Records from a pointing dataset:

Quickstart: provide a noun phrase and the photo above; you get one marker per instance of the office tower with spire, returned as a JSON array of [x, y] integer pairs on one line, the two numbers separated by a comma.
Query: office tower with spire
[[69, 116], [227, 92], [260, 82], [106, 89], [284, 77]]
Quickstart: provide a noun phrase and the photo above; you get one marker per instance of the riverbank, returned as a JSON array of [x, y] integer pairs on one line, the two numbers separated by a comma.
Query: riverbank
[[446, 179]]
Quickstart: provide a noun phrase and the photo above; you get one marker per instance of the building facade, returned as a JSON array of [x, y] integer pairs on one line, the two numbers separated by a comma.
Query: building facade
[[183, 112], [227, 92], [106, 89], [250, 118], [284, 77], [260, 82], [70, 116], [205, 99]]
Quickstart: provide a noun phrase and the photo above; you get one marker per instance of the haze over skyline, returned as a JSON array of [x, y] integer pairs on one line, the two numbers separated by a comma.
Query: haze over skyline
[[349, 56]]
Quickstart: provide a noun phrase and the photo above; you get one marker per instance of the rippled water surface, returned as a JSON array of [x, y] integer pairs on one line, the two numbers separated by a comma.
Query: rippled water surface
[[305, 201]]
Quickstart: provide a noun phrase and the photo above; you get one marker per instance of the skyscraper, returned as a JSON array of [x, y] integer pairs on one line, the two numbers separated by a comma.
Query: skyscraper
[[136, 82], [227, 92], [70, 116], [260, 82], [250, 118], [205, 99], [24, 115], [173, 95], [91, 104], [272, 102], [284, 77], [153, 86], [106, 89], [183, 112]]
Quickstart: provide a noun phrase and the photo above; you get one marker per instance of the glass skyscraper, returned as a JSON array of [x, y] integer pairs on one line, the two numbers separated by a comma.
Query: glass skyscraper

— Stated task —
Copy every one of the records above word for word, keeping each line unchanged and in the same order.

— Exercise output —
Quickstart: provide a noun phrase and the photo above; you get one marker per instance of the office tower with spire, returned as a JSON array of [x, y] integer pairs on one line, the two numbers separated by a comma.
Query: office tower with spire
[[69, 116], [227, 92], [260, 82], [106, 89], [284, 77]]
Quickstart: provide a noun phrase and the photo above; you get one marker per instance of the riverbank, returned as a JSON array of [x, y] integer pairs on one line, the two numbers separated by a comma.
Query: riverbank
[[446, 179]]
Quickstart: provide a noun phrase and the photo above; you get one marker per instance of the building facade, returned as a JSON array of [x, y] integer pairs on one line, the two numbers separated by a comma.
Query: building facade
[[183, 112], [227, 92], [106, 89], [250, 118], [284, 77], [260, 82], [70, 116], [205, 99]]
Quickstart: provide a noun phrase and the photo above; you get one marker per instance of the haze over skyline, returned as a JSON array of [x, y] integer pairs on one line, the two numbers separated by a comma.
Query: haze over skyline
[[349, 56]]
Quickstart: provide a noun phrase and the photo above; you get one marker per instance of the rippled water surface, returned as a JSON array of [x, y] integer pairs on one line, the two numbers separated by a comma.
Query: rippled water surface
[[305, 201]]
Quickstart: provide a noun phrase and the photo above; you get one marker per instance of the skyscraper, returned as a JSON array of [x, y] integer pairs on one line, the two numbers separated by a comma.
Query: skyscraper
[[136, 82], [227, 92], [70, 116], [260, 82], [250, 118], [205, 99], [24, 115], [173, 95], [91, 104], [272, 102], [284, 77], [153, 86], [106, 89], [183, 112]]
Quickstart: provide a noun phrase and the photo above; you get one marker per instance of the glass skyscraper, returned as a JSON array of [x, y] integer pairs on one line, the two numbers separated by a comma.
Query: glass skyscraper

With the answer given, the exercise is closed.